REQUEST 1
Using the excerpt about Saturday Night Live, decide whether each statement below agrees with it, and support each yes or no with the deciding words quoted from the excerpt. (a) Chevy Chase left the show after one full season and a few episodes of the following season. (b) Bill Murray was 30 years old when he replaced Chevy. (c) The physical altercation between Murray and Chevy took place during a live broadcast.

SOURCE EXCERPT
[start]
Earlier this week Ben wrote a note about the Curse of Some Talent. There is a related idea that comes with a story. This is one of my favorite stories. It recounts a seminal event from the earliest days of Saturday Night Live.

The inaugural cast was a gifted one. If, like me, you weren’t there, it included John Belushi, Gilda Radner and Dan Aykroyd, among other generational talents. It also included Chevy Chase. His stint would be brief. After one full season in 1975 and a few episodes in the 1976 season, Chevy left the show. He claimed that he did so because his fiancée wasn’t willing to live in New York, which may have been true. The cast and many others, however, believed he left to quickly cash in on the platform and fame their young repertory company had provided him. He was a star, and they weren’t (yet). He was Chevy Chase, and they weren’t. And by all accounts, his behavior quickly started to reflect that belief.

And then, just as quickly, he was gone.

Chevy was replaced by a 26-year old actor named Bill Murray, only six years removed from having been arrested at O’Hare for possession of 10 pounds of marijuana. True to form, he was only caught because he made a joke about smuggling weed to the passenger sitting next to him.

Bill and Chevy overlapped a bit during Chevy’s transition, and did not get along. But John Belushi and Chevy really did not get along. And when Chevy came back to host the show in 1978, Bill, being the force of nature that he was, was enlisted by John and the rest of the cast to confront Chevy. The entire week of rehearsals was a mess of accusations and rancor. It escalated into insults, first about Murray’s complexion, and then about…well…Chevy’s prowess, to put it delicately. The confrontation culminated in a physical altercation at one of the final rehearsals. Upon being separated, a furious Murray pointed at Chevy and delivered the real pièce de résistance:

Medium Talent.
[end]
(Pointing records)
[start]
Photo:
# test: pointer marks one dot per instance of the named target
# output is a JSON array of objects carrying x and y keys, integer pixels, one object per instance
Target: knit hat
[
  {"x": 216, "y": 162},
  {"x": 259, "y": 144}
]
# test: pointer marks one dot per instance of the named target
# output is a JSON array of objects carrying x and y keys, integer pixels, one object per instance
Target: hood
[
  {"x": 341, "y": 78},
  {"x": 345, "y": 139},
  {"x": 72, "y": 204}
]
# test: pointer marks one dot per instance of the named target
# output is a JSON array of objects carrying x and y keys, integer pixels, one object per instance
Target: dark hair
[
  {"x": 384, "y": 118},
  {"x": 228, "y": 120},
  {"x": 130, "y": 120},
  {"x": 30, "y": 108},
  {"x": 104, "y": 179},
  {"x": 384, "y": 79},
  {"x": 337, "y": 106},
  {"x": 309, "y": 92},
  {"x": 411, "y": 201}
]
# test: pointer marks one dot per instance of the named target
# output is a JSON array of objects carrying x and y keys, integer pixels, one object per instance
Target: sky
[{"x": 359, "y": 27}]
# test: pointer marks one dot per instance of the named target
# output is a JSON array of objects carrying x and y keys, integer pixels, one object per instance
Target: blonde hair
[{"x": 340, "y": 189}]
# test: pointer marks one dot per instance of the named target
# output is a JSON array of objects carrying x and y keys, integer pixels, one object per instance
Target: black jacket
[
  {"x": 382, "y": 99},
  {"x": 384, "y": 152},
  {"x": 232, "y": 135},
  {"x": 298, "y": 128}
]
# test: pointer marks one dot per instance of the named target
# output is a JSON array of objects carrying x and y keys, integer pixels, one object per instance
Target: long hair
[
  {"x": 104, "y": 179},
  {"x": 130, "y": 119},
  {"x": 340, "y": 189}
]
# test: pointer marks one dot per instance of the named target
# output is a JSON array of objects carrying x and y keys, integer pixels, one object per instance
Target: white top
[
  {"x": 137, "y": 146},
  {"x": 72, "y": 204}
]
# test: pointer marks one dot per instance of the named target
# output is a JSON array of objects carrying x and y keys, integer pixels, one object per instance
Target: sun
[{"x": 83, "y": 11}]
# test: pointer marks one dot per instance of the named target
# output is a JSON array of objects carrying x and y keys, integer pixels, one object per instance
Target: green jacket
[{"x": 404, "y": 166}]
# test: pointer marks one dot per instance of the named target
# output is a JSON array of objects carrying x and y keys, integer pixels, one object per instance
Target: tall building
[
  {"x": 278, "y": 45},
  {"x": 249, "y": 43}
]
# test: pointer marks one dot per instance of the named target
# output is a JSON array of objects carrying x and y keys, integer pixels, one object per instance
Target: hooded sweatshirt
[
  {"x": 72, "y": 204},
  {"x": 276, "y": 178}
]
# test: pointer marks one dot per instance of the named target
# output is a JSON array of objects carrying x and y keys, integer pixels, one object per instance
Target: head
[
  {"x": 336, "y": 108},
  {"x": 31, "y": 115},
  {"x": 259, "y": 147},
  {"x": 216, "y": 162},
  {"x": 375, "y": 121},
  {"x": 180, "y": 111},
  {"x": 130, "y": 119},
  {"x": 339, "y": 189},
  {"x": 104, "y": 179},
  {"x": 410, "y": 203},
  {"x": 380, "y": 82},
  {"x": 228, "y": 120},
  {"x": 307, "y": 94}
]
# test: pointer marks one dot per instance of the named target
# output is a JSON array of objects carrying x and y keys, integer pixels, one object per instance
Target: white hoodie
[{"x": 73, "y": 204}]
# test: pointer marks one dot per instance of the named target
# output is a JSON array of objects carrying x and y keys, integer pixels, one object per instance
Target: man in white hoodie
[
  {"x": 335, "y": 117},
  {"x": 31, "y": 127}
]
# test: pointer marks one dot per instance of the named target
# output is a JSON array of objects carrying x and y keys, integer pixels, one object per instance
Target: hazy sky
[end]
REQUEST 2
Select every line in the rows that contains the string "white", and copy those lines out.

EXERCISE OUTPUT 1
(a) Yes: "After one full season in 1975 and a few episodes in the 1976 season, Chevy left the show."
(b) No: "Chevy was replaced by a 26-year old actor named Bill Murray"
(c) No: "The confrontation culminated in a physical altercation at one of the final rehearsals."

EXERCISE OUTPUT 2
Target: white top
Target: white hoodie
Target: man in white hoodie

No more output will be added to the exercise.